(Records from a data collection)
>>>

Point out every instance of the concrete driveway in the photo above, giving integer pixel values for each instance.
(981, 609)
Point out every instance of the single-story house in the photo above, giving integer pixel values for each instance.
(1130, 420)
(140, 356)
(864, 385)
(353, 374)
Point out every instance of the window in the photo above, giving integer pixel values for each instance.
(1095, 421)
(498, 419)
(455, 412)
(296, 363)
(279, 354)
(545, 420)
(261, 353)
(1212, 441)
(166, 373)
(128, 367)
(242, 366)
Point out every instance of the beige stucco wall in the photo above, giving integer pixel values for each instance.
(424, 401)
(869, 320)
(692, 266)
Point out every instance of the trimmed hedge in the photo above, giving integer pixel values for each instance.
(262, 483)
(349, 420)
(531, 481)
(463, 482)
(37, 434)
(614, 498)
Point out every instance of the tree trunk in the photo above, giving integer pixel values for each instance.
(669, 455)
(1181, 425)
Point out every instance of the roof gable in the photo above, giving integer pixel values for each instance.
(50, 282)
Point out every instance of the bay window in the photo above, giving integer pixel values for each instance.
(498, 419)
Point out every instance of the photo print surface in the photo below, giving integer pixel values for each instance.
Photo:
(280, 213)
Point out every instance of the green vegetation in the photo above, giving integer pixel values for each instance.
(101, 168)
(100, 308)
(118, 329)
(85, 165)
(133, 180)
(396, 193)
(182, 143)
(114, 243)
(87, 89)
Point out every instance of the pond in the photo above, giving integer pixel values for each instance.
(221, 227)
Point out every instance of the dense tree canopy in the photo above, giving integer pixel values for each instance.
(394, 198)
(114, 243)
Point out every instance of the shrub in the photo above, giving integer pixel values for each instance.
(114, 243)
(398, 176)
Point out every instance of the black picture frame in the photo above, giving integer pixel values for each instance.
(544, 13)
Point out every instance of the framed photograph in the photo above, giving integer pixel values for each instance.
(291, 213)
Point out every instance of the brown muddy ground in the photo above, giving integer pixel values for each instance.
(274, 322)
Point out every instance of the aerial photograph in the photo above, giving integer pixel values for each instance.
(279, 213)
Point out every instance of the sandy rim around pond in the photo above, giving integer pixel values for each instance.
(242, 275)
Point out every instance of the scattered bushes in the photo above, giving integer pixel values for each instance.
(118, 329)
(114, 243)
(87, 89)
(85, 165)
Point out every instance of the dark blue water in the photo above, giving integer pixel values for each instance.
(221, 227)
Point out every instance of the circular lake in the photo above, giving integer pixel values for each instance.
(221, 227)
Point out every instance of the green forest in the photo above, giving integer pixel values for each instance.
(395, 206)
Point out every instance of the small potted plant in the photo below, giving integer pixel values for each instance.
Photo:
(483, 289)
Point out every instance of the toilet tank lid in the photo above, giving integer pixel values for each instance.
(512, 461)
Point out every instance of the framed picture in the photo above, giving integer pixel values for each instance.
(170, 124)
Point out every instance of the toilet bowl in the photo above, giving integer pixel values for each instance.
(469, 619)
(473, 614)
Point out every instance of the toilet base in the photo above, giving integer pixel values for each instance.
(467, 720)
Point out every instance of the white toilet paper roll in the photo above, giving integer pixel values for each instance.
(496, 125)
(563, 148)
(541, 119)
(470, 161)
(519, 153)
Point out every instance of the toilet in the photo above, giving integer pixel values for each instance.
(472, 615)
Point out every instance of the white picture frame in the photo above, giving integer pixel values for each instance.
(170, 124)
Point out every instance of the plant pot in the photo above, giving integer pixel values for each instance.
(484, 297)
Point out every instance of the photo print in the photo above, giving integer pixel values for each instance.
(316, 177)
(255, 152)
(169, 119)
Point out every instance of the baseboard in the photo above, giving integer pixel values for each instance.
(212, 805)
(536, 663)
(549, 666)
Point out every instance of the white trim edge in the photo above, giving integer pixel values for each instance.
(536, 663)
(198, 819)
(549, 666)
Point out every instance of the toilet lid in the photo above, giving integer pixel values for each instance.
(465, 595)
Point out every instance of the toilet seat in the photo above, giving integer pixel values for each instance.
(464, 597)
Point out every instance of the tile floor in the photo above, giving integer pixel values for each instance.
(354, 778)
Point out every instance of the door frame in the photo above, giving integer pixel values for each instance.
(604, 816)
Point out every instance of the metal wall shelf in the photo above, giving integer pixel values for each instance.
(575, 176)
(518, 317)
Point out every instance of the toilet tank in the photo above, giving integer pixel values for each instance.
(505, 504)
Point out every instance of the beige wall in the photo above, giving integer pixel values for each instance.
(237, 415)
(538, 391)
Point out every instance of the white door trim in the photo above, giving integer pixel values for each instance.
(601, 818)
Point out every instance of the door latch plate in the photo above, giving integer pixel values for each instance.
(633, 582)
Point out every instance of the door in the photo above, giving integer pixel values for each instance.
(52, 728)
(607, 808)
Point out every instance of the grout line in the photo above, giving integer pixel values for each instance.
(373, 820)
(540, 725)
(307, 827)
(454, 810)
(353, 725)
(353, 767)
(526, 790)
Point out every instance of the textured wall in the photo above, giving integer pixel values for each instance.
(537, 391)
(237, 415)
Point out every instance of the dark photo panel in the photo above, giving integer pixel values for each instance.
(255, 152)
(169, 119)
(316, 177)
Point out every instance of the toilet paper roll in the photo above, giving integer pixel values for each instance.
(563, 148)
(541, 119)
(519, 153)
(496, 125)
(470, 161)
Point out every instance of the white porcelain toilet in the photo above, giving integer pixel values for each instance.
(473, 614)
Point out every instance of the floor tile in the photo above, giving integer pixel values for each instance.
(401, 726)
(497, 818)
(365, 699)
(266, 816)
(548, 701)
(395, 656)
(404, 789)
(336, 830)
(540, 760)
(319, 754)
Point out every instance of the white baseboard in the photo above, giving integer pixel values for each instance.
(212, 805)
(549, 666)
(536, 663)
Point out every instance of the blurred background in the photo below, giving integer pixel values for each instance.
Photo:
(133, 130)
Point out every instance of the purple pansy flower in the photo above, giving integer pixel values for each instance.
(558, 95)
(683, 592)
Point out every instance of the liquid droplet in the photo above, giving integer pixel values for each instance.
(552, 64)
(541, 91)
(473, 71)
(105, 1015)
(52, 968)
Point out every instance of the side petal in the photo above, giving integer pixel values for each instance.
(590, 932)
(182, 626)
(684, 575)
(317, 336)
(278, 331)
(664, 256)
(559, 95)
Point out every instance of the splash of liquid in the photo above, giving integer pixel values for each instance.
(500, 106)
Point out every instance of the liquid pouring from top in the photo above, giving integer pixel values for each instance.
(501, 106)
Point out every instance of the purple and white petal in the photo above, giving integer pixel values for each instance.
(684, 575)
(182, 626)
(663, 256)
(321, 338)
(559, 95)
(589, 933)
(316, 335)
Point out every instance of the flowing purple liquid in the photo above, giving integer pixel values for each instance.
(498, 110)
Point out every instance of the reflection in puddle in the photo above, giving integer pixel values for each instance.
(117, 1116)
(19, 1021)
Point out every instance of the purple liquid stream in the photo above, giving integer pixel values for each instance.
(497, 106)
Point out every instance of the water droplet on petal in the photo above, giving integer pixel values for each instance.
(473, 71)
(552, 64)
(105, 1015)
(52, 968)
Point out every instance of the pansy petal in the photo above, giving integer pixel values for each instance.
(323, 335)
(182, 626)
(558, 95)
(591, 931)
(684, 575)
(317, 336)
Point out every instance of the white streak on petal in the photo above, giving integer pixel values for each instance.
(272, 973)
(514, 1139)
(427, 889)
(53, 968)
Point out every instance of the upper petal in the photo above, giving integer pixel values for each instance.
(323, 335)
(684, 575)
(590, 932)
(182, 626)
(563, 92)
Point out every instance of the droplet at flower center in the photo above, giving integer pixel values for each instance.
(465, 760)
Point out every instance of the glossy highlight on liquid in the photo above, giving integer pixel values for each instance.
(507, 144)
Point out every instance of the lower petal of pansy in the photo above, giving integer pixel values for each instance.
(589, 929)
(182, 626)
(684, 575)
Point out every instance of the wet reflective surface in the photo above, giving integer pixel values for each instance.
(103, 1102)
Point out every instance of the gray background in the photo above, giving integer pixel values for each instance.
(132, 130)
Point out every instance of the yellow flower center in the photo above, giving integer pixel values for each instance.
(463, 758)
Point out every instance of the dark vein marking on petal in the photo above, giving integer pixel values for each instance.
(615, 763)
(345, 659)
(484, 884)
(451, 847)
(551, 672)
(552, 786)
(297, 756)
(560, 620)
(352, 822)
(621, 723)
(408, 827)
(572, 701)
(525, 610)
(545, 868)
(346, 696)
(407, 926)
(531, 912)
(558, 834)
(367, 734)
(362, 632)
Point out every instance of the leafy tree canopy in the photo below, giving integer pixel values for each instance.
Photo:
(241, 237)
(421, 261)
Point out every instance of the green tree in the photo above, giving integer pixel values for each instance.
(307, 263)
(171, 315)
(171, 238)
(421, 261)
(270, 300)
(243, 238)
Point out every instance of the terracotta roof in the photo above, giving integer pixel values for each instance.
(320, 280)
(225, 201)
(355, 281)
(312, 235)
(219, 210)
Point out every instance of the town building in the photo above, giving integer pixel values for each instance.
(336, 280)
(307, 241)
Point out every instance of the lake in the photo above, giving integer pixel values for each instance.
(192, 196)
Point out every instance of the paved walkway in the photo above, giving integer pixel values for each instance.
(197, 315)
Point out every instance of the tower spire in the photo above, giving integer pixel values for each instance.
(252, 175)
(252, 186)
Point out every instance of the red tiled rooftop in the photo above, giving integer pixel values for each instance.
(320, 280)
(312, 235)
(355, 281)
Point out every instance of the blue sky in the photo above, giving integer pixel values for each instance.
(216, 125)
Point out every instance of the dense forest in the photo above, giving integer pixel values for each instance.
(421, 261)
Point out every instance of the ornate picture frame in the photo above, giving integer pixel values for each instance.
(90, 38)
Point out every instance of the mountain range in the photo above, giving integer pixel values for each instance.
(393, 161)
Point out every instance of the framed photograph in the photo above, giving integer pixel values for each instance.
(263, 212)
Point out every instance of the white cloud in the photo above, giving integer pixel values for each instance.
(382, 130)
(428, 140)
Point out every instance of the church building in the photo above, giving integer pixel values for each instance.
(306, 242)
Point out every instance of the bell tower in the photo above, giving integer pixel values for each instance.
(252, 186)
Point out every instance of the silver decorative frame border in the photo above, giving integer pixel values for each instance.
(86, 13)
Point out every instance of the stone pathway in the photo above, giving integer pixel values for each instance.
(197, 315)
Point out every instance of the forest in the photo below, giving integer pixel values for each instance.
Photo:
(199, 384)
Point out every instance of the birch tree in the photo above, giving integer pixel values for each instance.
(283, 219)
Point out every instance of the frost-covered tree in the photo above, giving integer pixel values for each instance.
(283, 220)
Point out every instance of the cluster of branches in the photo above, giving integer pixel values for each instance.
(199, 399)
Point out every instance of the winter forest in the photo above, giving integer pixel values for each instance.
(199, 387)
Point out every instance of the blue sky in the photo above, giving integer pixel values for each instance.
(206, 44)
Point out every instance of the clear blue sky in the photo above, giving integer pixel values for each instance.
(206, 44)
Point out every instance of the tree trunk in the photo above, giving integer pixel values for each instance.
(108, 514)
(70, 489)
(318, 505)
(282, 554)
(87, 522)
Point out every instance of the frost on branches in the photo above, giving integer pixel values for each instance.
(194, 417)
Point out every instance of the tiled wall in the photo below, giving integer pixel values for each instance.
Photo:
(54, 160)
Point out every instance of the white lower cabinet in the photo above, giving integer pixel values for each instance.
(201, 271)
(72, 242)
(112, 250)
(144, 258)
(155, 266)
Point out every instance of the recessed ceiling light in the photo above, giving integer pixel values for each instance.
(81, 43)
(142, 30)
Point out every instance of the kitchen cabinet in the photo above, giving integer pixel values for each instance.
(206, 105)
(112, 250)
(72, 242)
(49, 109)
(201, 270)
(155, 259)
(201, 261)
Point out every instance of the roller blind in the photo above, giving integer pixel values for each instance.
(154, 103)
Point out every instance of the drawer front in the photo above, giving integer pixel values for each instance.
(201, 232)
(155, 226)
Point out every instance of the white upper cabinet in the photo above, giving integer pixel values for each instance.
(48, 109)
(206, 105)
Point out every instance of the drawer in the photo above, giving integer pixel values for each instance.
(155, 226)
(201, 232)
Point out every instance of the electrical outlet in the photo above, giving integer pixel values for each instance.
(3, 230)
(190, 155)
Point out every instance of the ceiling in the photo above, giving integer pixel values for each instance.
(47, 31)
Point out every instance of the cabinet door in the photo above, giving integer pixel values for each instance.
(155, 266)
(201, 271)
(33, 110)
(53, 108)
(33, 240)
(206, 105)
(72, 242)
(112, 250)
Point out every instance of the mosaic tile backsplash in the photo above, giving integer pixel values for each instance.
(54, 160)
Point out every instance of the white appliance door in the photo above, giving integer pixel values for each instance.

<<<

▶ **Problem to solve**: Begin with the line containing "Point out every instance of the frost on" and repeat each line exactly until the records above end.

▶ **Response to the task**:
Point out every instance of the frost on branches in the photo above, giving integer pixel values for each instance.
(194, 417)
Point out every instance of the tiled wall in the photo below, giving integer pixel values for each instance.
Photo:
(54, 160)
Point out every instance of the white lower cabinet in the photo above, giving integer pixel values for each instance.
(201, 271)
(72, 242)
(112, 250)
(144, 258)
(155, 266)
Point out every instance of the recessed ceiling light in the photo above, giving integer pixel values for each instance.
(81, 43)
(142, 30)
Point out every instance of the kitchen cabinet in the photo above, giving integer pixel values for each instance.
(206, 105)
(112, 250)
(72, 242)
(49, 109)
(201, 270)
(155, 259)
(201, 261)
Point out every instance of the roller blind in the photo above, giving integer pixel values for each instance.
(154, 103)
Point out every instance of the drawer front in the photo above, giving integer pixel values for each instance.
(201, 232)
(155, 226)
Point out every instance of the white upper cabinet in the photo above, giving integer pixel values for each instance.
(48, 109)
(206, 105)
Point out every instance of the drawer in the photo above, giving integer pixel values for each instance.
(155, 226)
(201, 232)
Point out every instance of the electrical outlet in the photo above, giving integer pixel values for each instance.
(3, 230)
(190, 155)
Point out every instance of the ceiling in the photo above, giving integer pixel values for each instance.
(47, 31)
Point out every instance of the cabinet door in the photo above, giving integer pixel values for each instance.
(155, 266)
(201, 271)
(33, 110)
(53, 108)
(33, 240)
(206, 105)
(72, 242)
(112, 250)
Point out every instance of the mosaic tile backsplash in the photo above, giving integer pixel values for each instance.
(54, 160)
Point out every instance of the white appliance door in the photo above, giving integer pixel values for each instance.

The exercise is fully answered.